- [Task instructions]: When you copy the listing, skip the images and return each line verbatim.

- [Exercise inputs]:
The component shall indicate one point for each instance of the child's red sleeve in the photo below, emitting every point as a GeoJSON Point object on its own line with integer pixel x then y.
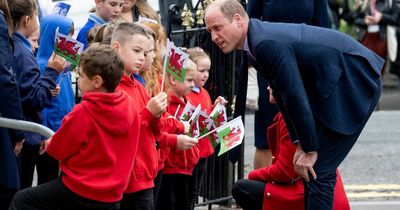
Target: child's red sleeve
{"type": "Point", "coordinates": [167, 140]}
{"type": "Point", "coordinates": [282, 169]}
{"type": "Point", "coordinates": [172, 125]}
{"type": "Point", "coordinates": [70, 137]}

- [Solution]:
The component shall indicate one point for each instance of the child's red sleeve in the photo below, emitting every point as a GeoJSON Point object on its own line with integer pixel x then y.
Target: child's red sleeve
{"type": "Point", "coordinates": [167, 140]}
{"type": "Point", "coordinates": [282, 169]}
{"type": "Point", "coordinates": [172, 125]}
{"type": "Point", "coordinates": [70, 137]}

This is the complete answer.